> **YOUR GOAL**
Reproduce, exactly and in full, the lines from the one with "Target: stream" through the one with "Annotation task — tag the white" in the data below; drop pictures.

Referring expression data
==*==

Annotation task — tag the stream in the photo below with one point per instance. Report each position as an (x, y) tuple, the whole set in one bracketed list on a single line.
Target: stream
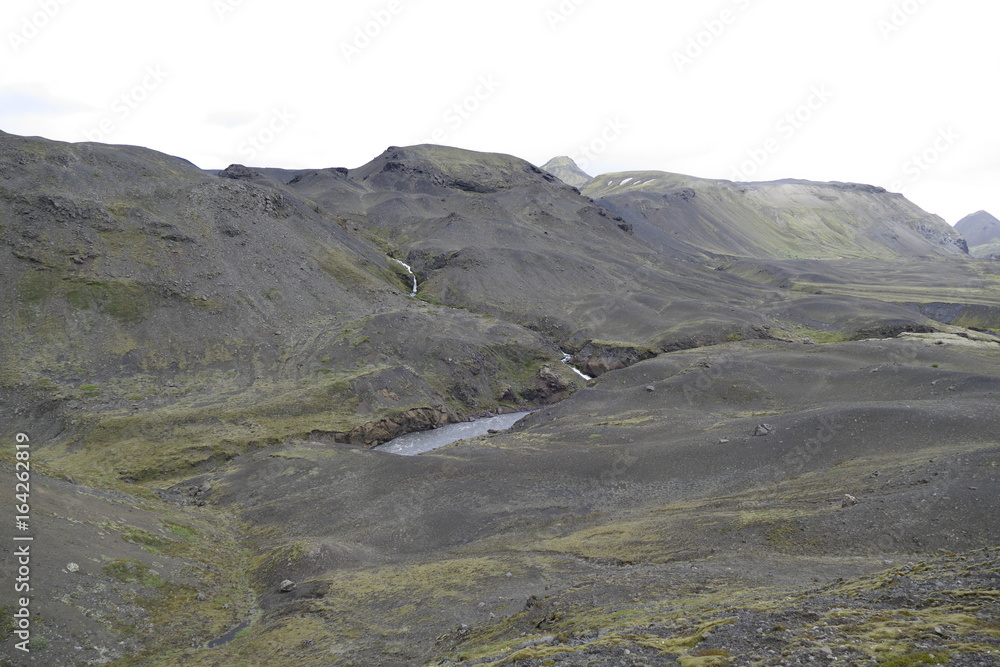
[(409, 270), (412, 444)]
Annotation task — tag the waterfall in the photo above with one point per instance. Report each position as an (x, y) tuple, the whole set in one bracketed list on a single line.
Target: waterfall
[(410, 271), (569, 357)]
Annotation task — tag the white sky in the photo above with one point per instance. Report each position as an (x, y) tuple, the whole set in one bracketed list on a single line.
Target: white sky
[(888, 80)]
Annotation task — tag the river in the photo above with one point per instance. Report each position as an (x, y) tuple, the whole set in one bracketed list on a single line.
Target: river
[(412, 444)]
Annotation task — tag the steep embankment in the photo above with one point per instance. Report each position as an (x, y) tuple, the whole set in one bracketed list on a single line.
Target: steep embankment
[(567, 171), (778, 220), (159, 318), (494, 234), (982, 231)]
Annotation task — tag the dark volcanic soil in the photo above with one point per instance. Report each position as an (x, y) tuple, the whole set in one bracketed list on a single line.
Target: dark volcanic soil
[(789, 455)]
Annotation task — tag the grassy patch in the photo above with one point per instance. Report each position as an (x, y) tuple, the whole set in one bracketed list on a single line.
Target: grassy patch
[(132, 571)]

==*==

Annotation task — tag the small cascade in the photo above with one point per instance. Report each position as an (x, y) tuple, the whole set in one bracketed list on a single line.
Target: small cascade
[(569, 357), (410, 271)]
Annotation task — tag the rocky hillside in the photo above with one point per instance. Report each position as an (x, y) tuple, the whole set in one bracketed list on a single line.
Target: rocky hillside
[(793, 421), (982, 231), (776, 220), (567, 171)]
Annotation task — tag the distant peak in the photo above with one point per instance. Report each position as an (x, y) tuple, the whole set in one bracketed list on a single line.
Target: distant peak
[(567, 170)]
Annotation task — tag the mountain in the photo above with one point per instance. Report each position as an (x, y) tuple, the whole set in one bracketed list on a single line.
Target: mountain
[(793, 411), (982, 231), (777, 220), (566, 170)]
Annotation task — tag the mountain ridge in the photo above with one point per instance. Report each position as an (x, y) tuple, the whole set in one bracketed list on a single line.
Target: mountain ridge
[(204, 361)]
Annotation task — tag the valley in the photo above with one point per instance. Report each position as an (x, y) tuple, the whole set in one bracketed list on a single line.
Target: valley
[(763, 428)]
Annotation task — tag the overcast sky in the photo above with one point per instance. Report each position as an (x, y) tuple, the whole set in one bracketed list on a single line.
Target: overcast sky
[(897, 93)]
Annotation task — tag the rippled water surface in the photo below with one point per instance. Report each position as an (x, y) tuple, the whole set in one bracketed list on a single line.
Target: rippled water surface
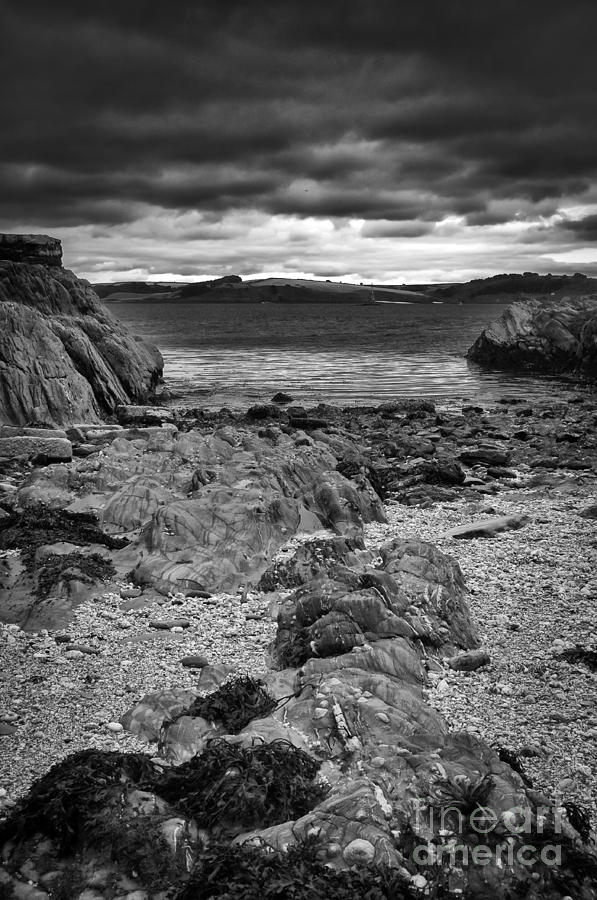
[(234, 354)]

==*==

> **SOLUTION TO THIS PROBLEM**
Target: stream
[(409, 270), (412, 444)]
Annotation task — tag the waterfall in the photo above with one point per instance. Report each position as an (x, y) tuple, the whole set in one bracketed list on a single line.
Target: waterfall
[(410, 271), (569, 357)]
Annotation task — tag the white sky in the photo above with one point per instance. Report each position as an (x, y) tuple, the whole set in one bracketed list on a single line.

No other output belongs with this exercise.